- **PROBLEMS**:
A - Reproduce word for word the part of the discussion about the moon and asteroids starting with "Although you're slightly" and going on through "the first step.".
B - Extend the discussion about the moon and asteroids by writing what follows its final sentence.

Sounds like a really weird porn movie.
 
It's a similar phenomenon to "matrimonial bed death." Once the relationship becomes as permanent as a marriage, sex becomes rare.
 
I'm actually quite happy with NASA's new objective - land a man on the asteroids. The asteroids are full of Mineral and Metallic wealth that can be exploited to make space travel viable. They also have the organic compounds necessary to set up off-world colonies.

All these resources can be sent back to LEO (low Earth orbit) to construct a cheaper space craft. By getting rid of the need to break Earth gravity you significantly reduce the cost.

Going back to the moon was Bush's attempt at winning over some space cadets. It's been done. There's nothing much there and it's best left to controlling our tides.

That last sentence reminds me of a film I saw where the moon exploded through over-mining, causing a global catastrophe. What was that?
 
That last sentence reminds me of a film I saw where the moon exploded through over-mining, causing a global catastrophe. What was that?

The Time Machine. Supposedly humans accidentally shattered it using nuclear warheads trying to get at the materials under the crust.

Although you're slightly wrong about there being "nothing much" on the moon. It has about the same metal and mineral content as near Earth asteroids, especially titanium and platinum.
 
Isn't the Moon a chunk of the Earth? I would imagine their makeup is pretty similar.
 
Isn't the Moon a chunk of the Earth? I would imagine their makeup is pretty similar.

Pretty similar is not identical. The moon's mantle is no longer convective and hasn't been for billions of years; Earth's mantle is still convective, and is therefore still undergoing geologic evolution.

The differences can be accounted for by the fact that the Earth and the Moon WERE extremely similar, but since that time the Earth has changed and the Moon has not.
 
By getting rid of the need to break Earth gravity you significantly reduce the cost.
A jouney of a thousand miles begin with the first step.

- **SUPPLIED RECORDS**:
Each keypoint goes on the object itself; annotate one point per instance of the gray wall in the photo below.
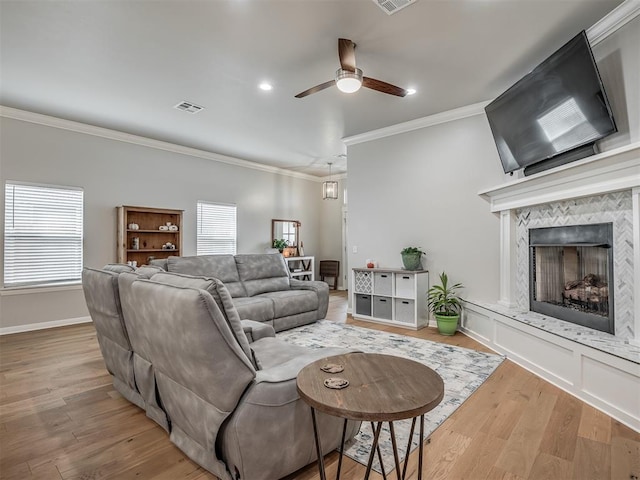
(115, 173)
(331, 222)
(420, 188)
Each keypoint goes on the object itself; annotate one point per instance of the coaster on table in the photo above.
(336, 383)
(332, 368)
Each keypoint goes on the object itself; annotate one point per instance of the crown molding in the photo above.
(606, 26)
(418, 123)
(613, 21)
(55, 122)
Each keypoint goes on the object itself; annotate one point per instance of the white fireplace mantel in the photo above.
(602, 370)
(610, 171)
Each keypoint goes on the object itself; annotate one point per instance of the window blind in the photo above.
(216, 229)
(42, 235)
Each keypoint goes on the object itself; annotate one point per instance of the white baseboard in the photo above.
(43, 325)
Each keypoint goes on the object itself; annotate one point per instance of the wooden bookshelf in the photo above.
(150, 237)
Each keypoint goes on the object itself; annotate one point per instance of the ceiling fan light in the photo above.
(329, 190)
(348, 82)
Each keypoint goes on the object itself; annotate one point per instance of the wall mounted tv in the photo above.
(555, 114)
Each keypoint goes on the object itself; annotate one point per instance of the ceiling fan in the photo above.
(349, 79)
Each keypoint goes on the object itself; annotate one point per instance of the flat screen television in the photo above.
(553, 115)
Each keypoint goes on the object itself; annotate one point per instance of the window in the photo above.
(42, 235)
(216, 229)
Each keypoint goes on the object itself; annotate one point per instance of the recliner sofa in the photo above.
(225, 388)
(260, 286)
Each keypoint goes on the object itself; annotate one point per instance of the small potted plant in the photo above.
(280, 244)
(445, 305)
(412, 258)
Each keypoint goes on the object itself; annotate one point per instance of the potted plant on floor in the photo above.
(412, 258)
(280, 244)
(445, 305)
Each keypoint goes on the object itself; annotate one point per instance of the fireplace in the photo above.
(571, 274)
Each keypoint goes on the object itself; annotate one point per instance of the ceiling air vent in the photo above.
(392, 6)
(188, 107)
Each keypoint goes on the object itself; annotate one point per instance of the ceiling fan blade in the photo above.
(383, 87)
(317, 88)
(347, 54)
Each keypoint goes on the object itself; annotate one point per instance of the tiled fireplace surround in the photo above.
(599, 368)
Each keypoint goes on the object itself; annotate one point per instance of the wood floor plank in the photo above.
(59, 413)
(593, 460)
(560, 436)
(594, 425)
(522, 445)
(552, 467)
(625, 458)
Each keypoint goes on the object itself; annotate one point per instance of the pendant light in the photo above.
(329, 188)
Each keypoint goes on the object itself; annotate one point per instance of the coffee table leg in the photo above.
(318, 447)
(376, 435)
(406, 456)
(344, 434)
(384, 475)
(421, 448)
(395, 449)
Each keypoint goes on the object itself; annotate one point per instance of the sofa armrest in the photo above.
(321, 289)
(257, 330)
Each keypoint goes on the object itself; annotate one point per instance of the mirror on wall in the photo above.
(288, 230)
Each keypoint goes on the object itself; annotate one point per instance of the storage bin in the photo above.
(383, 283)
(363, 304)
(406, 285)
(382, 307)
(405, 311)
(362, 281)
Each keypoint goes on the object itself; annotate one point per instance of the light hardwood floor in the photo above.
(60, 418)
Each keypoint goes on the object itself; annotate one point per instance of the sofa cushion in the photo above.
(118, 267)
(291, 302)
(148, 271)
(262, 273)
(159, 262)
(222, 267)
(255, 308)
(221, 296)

==

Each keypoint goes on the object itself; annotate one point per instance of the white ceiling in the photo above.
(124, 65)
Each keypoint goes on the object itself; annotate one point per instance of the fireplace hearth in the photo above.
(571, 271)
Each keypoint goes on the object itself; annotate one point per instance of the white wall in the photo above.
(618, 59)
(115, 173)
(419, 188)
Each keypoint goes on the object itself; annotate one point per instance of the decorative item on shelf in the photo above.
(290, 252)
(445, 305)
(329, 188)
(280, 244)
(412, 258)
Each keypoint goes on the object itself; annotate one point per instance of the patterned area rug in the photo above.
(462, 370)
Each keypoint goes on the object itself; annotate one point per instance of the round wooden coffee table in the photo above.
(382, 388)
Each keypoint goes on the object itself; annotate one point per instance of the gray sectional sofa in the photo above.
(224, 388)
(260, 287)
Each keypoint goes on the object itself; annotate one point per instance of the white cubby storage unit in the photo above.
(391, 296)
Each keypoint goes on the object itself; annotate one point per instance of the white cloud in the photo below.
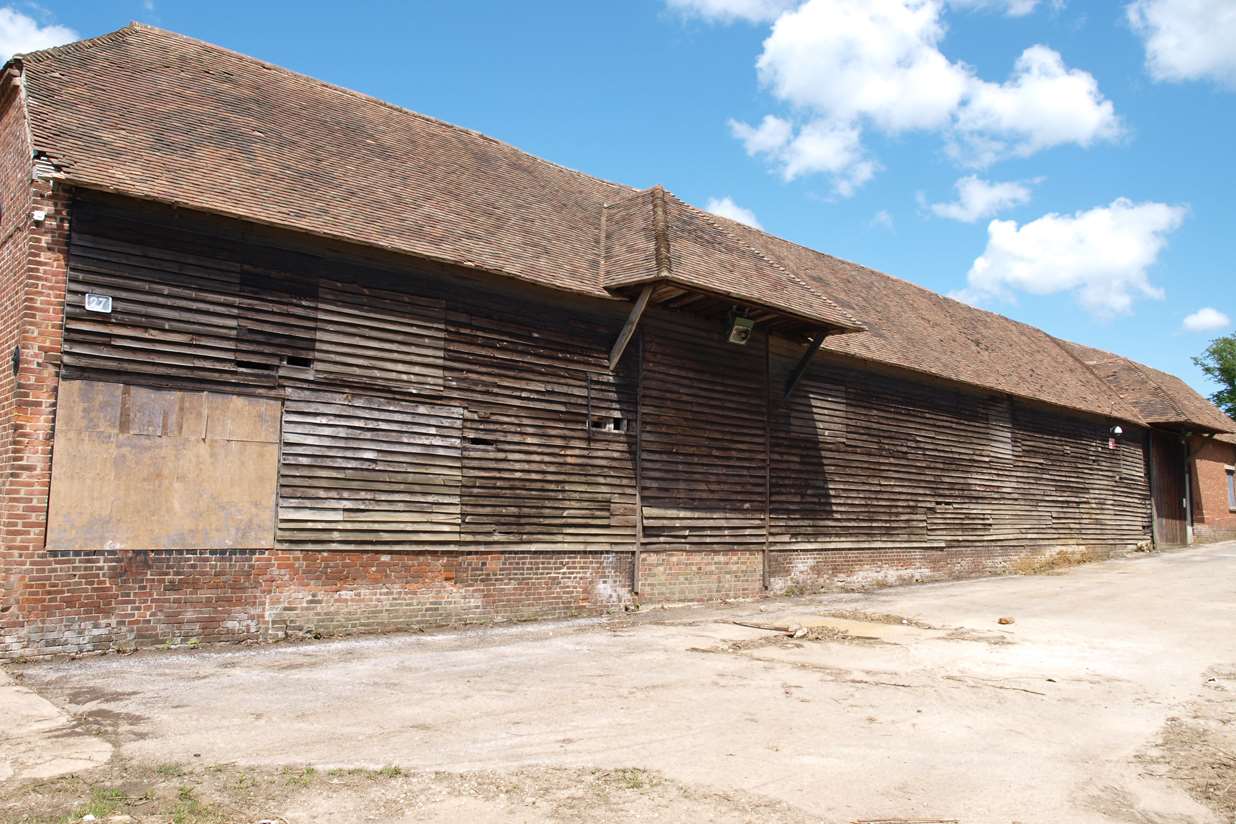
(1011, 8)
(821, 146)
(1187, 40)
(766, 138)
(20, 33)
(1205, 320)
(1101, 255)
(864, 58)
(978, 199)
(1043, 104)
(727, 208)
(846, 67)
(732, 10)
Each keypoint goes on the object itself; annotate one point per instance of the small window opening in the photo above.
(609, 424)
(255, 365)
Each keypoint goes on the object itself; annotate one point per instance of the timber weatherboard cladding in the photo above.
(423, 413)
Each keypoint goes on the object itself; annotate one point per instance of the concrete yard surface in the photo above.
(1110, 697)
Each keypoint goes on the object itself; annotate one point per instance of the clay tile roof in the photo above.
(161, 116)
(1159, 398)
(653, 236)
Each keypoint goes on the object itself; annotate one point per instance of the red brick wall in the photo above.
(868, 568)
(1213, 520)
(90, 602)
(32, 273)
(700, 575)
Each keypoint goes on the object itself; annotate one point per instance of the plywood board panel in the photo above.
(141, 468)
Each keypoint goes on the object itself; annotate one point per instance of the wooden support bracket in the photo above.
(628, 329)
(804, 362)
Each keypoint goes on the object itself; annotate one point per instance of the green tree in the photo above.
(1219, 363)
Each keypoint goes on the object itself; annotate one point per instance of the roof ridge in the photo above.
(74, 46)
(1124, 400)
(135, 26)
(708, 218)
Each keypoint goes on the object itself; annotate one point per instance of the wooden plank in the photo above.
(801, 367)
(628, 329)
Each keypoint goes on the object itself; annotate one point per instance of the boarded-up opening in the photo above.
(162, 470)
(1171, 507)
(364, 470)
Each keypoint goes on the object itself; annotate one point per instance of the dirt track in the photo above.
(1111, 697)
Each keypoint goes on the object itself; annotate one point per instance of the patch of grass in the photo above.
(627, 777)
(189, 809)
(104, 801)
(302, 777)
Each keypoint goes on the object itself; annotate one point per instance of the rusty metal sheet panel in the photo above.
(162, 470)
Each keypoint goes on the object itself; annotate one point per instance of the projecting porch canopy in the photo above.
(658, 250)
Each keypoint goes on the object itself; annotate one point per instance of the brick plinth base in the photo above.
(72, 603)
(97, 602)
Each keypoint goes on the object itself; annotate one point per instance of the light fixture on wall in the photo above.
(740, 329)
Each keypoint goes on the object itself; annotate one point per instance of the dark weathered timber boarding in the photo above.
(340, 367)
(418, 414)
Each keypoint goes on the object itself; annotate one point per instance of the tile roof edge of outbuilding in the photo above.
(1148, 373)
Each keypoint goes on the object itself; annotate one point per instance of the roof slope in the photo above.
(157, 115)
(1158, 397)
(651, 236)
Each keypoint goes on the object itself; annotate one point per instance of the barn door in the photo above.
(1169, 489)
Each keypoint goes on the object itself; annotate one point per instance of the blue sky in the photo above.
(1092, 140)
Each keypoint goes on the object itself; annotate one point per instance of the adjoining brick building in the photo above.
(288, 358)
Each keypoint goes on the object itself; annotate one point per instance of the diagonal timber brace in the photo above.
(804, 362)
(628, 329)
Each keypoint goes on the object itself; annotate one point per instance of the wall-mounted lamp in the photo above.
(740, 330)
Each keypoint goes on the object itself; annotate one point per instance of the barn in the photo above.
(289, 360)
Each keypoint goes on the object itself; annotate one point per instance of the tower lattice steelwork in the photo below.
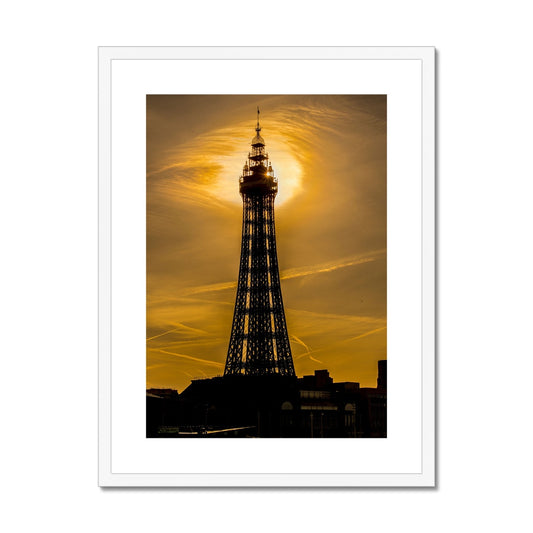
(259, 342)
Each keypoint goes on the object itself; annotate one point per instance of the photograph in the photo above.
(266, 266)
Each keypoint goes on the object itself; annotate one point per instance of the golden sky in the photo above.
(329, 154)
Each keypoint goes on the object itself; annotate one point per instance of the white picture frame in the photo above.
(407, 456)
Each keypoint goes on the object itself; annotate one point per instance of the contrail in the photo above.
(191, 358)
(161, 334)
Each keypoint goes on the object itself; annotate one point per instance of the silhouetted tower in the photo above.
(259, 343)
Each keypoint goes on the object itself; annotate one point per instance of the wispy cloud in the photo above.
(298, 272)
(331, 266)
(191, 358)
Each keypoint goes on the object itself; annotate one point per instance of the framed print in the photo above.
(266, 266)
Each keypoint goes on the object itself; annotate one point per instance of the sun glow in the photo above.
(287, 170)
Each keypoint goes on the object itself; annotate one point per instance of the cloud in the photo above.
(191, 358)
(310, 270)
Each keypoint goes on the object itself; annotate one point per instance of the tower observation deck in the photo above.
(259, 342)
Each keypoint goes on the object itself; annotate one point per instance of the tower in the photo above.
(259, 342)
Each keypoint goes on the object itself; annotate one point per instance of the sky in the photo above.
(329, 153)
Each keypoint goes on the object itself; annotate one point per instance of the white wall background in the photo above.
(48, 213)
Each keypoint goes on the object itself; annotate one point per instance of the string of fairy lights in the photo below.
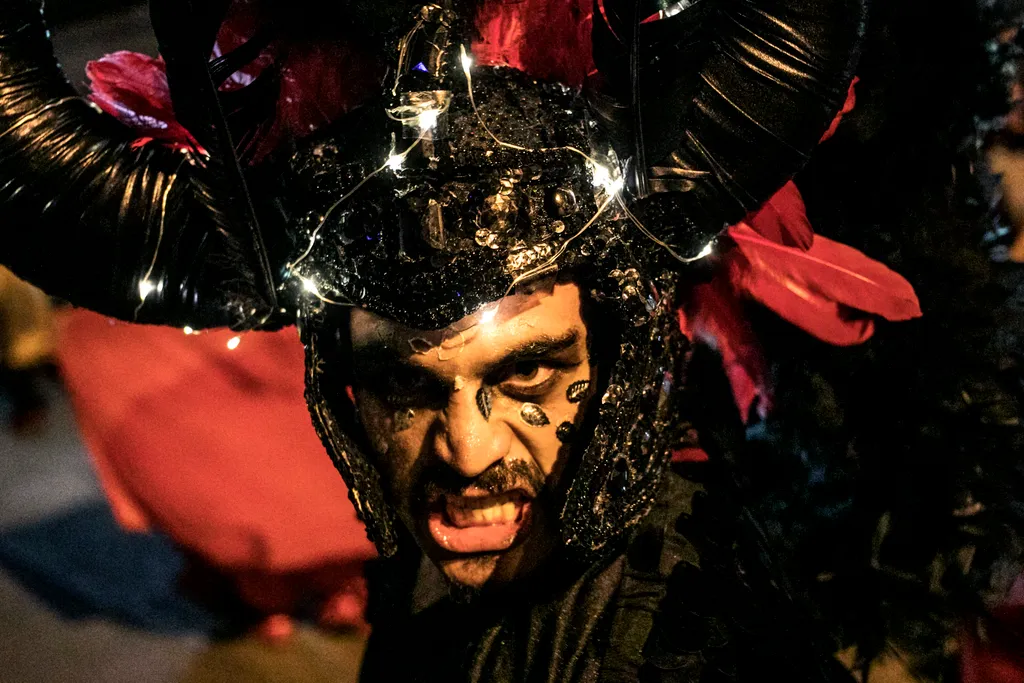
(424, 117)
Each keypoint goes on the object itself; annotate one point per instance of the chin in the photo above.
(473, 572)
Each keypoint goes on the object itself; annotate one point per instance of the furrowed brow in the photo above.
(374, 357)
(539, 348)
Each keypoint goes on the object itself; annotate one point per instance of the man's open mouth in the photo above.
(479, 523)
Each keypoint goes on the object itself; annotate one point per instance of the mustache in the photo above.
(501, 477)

==

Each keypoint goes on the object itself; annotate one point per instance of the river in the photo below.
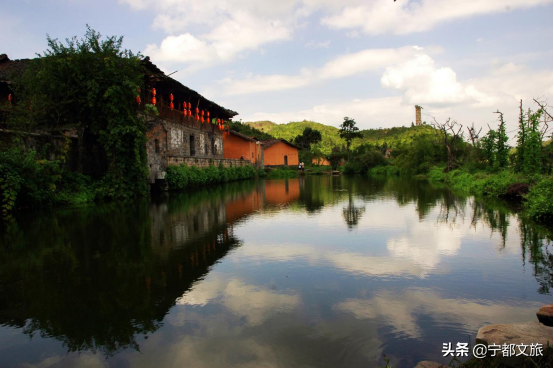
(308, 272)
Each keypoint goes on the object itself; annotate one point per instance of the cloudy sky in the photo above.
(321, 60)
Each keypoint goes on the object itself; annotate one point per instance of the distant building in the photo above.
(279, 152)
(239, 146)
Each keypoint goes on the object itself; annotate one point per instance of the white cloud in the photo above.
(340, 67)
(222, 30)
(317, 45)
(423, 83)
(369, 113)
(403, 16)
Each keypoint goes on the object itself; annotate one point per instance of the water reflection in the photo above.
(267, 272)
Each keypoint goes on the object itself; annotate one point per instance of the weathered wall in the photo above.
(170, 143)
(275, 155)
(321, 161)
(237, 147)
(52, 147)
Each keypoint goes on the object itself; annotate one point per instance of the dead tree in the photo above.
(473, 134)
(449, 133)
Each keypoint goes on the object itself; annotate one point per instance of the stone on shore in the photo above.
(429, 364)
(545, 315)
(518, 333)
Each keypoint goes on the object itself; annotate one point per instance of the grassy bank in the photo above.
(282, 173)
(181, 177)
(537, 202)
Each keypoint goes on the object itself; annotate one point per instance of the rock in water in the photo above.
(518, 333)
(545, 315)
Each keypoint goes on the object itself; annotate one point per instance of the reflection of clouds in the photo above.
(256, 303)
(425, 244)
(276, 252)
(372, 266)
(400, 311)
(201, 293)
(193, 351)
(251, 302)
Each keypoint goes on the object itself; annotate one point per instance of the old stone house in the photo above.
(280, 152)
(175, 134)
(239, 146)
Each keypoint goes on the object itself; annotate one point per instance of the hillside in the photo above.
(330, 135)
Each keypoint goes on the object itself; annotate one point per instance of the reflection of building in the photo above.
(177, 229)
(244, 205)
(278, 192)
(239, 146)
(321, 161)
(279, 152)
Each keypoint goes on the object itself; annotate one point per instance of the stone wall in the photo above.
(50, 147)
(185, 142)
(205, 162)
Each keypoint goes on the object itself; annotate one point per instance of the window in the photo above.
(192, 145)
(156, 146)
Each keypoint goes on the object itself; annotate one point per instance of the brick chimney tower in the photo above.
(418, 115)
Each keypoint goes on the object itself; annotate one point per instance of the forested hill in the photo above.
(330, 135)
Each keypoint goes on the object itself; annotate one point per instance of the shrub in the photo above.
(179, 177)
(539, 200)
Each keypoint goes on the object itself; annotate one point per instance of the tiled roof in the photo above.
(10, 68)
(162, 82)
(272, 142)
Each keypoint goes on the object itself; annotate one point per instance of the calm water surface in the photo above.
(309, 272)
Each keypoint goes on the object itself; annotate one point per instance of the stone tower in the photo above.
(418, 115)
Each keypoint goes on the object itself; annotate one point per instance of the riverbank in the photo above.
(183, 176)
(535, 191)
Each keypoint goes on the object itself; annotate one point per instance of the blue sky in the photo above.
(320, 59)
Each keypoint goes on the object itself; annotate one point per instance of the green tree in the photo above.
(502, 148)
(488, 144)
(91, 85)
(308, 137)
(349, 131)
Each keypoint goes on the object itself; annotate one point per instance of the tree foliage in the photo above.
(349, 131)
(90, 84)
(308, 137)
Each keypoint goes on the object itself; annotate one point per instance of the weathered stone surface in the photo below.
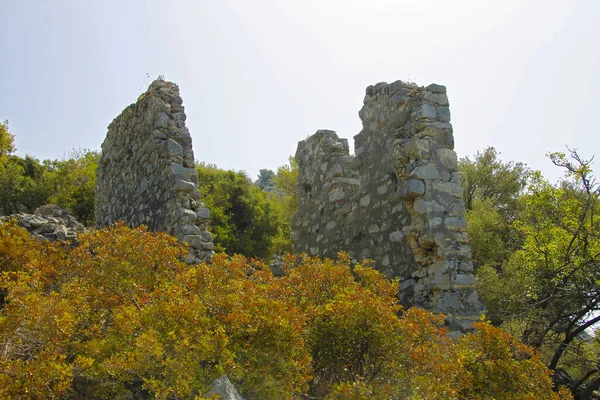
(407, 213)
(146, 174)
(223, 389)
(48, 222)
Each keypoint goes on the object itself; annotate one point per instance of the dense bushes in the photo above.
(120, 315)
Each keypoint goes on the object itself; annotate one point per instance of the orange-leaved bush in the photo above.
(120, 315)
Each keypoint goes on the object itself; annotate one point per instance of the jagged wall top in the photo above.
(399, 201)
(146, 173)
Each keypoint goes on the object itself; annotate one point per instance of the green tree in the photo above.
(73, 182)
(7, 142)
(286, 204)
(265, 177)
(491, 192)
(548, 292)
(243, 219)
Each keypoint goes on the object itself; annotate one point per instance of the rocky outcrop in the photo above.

- **PER-TASK ANSWERS**:
A -
Although you're slightly wrong about there being "nothing much" on the moon. It has about the same metal and mineral content as near Earth asteroids, especially titanium and platinum.
 
Isn't the Moon a chunk of the Earth? I would imagine their makeup is pretty similar.
 
Isn't the Moon a chunk of the Earth? I would imagine their makeup is pretty similar.

Pretty similar is not identical. The moon's mantle is no longer convective and hasn't been for billions of years; Earth's mantle is still convective, and is therefore still undergoing geologic evolution.

The differences can be accounted for by the fact that the Earth and the Moon WERE extremely similar, but since that time the Earth has changed and the Moon has not.
 
By getting rid of the need to break Earth gravity you significantly reduce the cost.
A jouney of a thousand miles begin with the first step.

B -
The biggest problem with both short and long term space travel is the cost per pound to low Earth orbit. get the cost down low enough and commercial concerns can by-pass government involvement to access space and obtain resources, private groups (those willing) can colonize planets, moons and open space.
 
The biggest problem with both short and long term space travel is the cost per pound to low Earth orbit. get the cost down low enough and commercial concerns can by-pass government involvement to access space and obtain resources, private groups (those willing) can colonize planets, moons and open space.

That cost is a short-term problem, but not a long-term one. One of these days, when the technology is feasible, we’ll construct a space elevator, and then it will be cheap to get stuff into low Earth orbit. Use matter collected in space as a counterweight, and the net work required to get the payload from Earth into orbit (and the other payload from orbit down to Earth) is close to zero.
 
You do know that there's a big difference between going straight up 200 miles and maintaining an orbit that's 200 miles high right? The ISS has to maintain a velocity of 17500 miles an hour to stay in orbit at that altitude.
One of these days, when the technology is feasible, we’ll construct a fleet of shuttlecraft that use subspace field generators to negate the pull of gravity and reach orbit. If you don't have to worry about gravity, getting into space is easy.
 
You do know that there's a big difference between going straight up 200 miles and maintaining an orbit that's 200 miles high right?
The center of mass of a space elevator is in geostationary orbit. Hop off the elevator at that point and you’re in orbit. Hop off the elevator at a higher point and you’ll need to fire the braking thrusters a bit to establish a stable orbit — otherwise, you’ll be flung out into space, which is what we’re after in this discussion.
 
^^ So instead of 200 miles up you're talking over 22,000 miles up for a geostationary orbit. That would take alot of building material. and the only thing floating around in our neighborhood besides the moon is a bunch of old and dead lightweight satellites.
 
^^ So instead of 200 miles up you're talking over 22,000 miles up for a geostationary orbit. That would take alot of building material. and the only thing floating around in our neighborhood besides the moon is a bunch of old and dead lightweight satellites.

We have more than enough of the raw ingredients to build a space elevator. The problem is that material science has not yet advanced to the point where we can build a cable that’s strong enough. NASA and private enterprises are actively working on the problem.